• **Tarefa proposta 1**: Copie sem nenhuma alteração a parte do trecho sobre o filme Os Desajustados que vai de "Os Desajustados é" a "vale mais nada.".

• **Trecho**:
>>>

Os Desajustados é um filme melancólico por excelência, ao mesmo tempo em que apresenta ao espectador um realismo cru, selvagem, em que os grandes horizontes do deserto de Nevada não significam mais caminhos abertos, mas a solidão inevitável de todos os seres humanos frente a um mundo que transformam e civilizam, mas não compreendem.

Roselyn, por amor, introduz o velho caubói no mundo moderno. Mundo este antagônico ao machismo daquele ambiente. Revela-lhe que aquele orgulho de caçar Mustangs, aquela alegria de ser um homem livre do deserto, na realidade, nos dias de hoje, não vale mais nada.

Renunciar a essa exacerbação de si é também aceitar a vida, vencer o medo. Será? O fim da estrada é onde a estrada encontra o ceú. Visão infinita, desértica, melancólica, se não a morte? Miller conclui com uma fusão amorosa do horizonte no além.

Huston mostra ao espectador que a glória dos grandes heróis do passado (do que vemos nos filmes de cawboy) não existem mais, agora estão resguardados apenas na idealização. O trio Gay, Guido e Perce parecem mais uma caricatura de si mesmos. Miller queria destacar a imensidão árida e seu estado de perdição, a constatação da decadência nos EUA no final dos anos 1950, o escritor achou que Houston não conseguiu colocar a presença da morte ao lado do amor que une esses “desajustados”. A vida real se encarregou de fazer isso.

<<<

(Itens do conjunto de dados)

>>>

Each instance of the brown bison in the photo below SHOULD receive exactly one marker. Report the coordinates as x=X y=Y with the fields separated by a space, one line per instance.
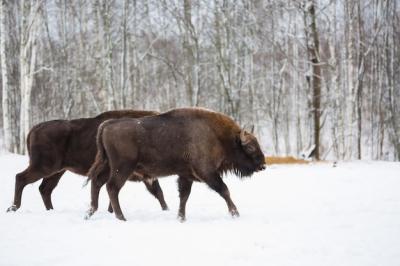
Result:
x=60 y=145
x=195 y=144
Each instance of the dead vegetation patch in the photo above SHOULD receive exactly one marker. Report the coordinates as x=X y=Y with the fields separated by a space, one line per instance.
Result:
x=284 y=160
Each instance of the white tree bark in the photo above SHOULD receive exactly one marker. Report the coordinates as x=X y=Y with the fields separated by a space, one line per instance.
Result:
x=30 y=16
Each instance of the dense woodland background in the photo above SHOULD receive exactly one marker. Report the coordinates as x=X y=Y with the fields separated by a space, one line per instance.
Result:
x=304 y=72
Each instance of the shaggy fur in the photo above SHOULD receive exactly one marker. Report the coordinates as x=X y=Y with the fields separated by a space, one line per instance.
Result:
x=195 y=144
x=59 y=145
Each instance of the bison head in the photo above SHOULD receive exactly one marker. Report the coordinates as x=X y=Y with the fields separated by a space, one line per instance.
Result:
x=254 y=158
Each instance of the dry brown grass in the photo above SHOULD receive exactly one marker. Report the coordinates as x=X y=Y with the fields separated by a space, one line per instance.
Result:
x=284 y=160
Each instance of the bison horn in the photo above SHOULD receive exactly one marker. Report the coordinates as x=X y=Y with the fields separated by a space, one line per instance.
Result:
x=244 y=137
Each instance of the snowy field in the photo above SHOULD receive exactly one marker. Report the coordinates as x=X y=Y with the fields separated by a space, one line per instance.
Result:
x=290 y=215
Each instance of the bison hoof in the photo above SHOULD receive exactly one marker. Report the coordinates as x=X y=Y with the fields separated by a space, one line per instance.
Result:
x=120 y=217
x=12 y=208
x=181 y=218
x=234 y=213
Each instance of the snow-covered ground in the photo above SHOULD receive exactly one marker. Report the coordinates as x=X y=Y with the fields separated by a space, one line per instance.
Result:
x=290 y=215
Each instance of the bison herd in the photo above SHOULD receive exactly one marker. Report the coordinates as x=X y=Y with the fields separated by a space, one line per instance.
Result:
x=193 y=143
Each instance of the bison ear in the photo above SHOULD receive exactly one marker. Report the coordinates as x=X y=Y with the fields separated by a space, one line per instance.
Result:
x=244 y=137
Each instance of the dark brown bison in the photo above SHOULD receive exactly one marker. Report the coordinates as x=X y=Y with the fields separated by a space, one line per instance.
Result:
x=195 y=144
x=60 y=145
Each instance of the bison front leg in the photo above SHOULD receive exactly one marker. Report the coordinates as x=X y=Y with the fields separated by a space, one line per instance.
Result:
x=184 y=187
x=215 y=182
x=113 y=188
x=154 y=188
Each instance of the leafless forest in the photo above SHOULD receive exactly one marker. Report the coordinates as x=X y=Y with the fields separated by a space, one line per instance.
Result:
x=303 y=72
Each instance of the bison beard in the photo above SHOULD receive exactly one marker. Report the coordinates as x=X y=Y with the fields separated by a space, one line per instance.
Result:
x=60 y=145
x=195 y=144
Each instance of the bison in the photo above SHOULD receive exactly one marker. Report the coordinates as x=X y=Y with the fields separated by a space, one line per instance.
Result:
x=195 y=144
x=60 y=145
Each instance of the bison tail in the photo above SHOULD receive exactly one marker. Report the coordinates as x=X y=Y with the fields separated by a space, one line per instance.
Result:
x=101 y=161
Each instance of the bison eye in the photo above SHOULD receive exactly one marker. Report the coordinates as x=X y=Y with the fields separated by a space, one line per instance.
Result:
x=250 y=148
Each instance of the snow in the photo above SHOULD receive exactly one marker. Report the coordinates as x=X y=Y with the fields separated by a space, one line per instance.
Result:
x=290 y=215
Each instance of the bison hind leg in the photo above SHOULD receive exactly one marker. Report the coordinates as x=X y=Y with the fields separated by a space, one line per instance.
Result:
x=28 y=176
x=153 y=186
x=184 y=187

<<<

• **Tarefa proposta 2**: Transcreva, sem mudar nada, as linhas das entradas desde a linha com "Each instance of the bison in" até a linha com "x=101 y=161", incluindo essas duas.

• **Resposta correta 1**:
Os Desajustados é um filme melancólico por excelência, ao mesmo tempo em que apresenta ao espectador um realismo cru, selvagem, em que os grandes horizontes do deserto de Nevada não significam mais caminhos abertos, mas a solidão inevitável de todos os seres humanos frente a um mundo que transformam e civilizam, mas não compreendem.

Roselyn, por amor, introduz o velho caubói no mundo moderno. Mundo este antagônico ao machismo daquele ambiente. Revela-lhe que aquele orgulho de caçar Mustangs, aquela alegria de ser um homem livre do deserto, na realidade, nos dias de hoje, não vale mais nada.

• **Resposta correta 2**:
Each instance of the bison in the photo above SHOULD receive exactly one marker. Report the coordinates as x=X y=Y with the fields separated by a space, one line per instance.
Result:
x=195 y=144
x=60 y=145
Each instance of the bison tail in the photo above SHOULD receive exactly one marker. Report the coordinates as x=X y=Y with the fields separated by a space, one line per instance.
Result:
x=101 y=161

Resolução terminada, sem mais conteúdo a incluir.